> DOCUMENT EXTRACT:
--- BEGIN ---

To secure and limit access to external services, the OpenSAFELY platform maintains a proxy service. OpenSAFELY backends explicitly use these proxies when they need to access external data.
This repository produces a Docker image that uses nginx to host four proxy domains, each has their own nginx config file:
-
github-proxy.opensafely.org: this provides access to only opensafely repositories hosted on https://github.com, and not other repositories. It also restricts access to certain paths within those organisations.
-
docker-proxy.opensafely.org: this provides read only access to docker images published by specific Github organistions on https://ghcr.io, the Github Container Registry, where the docker images for running the study code are stored.
-
opencodelists-proxy.opensafely.org: this provides access to a single OpenCodelists API endpoint.
-
changelogs.opensafely.org: this allows us to use the do-release-upgrade tool to perform major OS upgrades.
Whilst the last two are very simple, the first two requires some shenagins in order to proxy git http protocol and docker registry API v2.0 protocol.

--- END ---

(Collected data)
--- BEGIN ---

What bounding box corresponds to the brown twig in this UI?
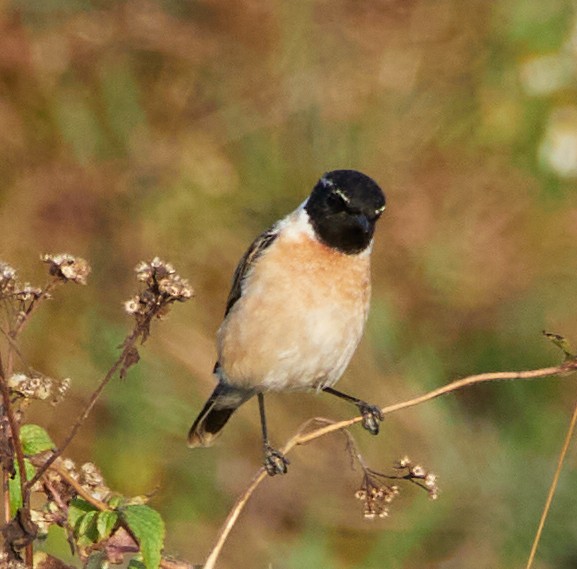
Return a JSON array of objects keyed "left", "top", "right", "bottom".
[
  {"left": 526, "top": 398, "right": 577, "bottom": 569},
  {"left": 204, "top": 359, "right": 577, "bottom": 569}
]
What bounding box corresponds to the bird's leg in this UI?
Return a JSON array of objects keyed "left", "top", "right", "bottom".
[
  {"left": 258, "top": 393, "right": 290, "bottom": 476},
  {"left": 323, "top": 387, "right": 385, "bottom": 435}
]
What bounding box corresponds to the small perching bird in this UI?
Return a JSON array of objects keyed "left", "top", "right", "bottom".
[{"left": 188, "top": 170, "right": 385, "bottom": 476}]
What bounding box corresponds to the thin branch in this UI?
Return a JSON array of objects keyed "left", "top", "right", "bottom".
[
  {"left": 27, "top": 327, "right": 141, "bottom": 492},
  {"left": 203, "top": 360, "right": 577, "bottom": 569},
  {"left": 526, "top": 398, "right": 577, "bottom": 569}
]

--- END ---

> COMPLETE THE FOLLOWING:
- a) In the OpenSAFELY proxy text, rewrite the paragraph beginning "To secure and limit access" as a single shorter sentence that keeps its main facts.
- b) Write a continuation of the OpenSAFELY proxy text, picking up right after its final sentence.

> EXPECTED OUTPUTS:
- a) The OpenSAFELY platform runs a proxy service to secure and limit access to external services, and its backends explicitly go through these proxies whenever they need external data.

- b)
Of particular note is that ghcr.io issues 307 redirects for blob urls to
a Fastly CDN url. Normally, this is pass back to the client, which fetchs the
CDN url. However, that won't work in our backends, as we do not have access to
Fastly. So, we use an internal
nginx handler to resolve and fetch the Fastly
url, and return the response to the original client. Basically, we follow the
redirect in nginx.
To build
just build
This will run the container in docker on port 8080. It uses network_mode: host
in order to have access to the hosts resolver at 127.0.0.53.
just run
Because we use handle redirects dynamically, we need to configure a DNS resolver at run time. We use 127.0.0.53 by default, assuming you are running modern Ubuntu, you may need to use something different by editing .env
To run basic tests:
just test
This will build and run the image and run ./ci-tests.sh, which is basic http
tests. These tests use the very useful --connect-to
argument to curl, and as
such, are written in bash.
You can inspect the nginx logs with:
docker compose logs proxy
Full integraton tests can only be run against the current production deployment, as it requires TLS and DNS:
./full-tests.sh
If you change SERVICE=debug in .env, just run
will use the debug docker
compose service, which runs with nginx debug logs. This is very verbose, but
logs all request and response headers, so can be useful.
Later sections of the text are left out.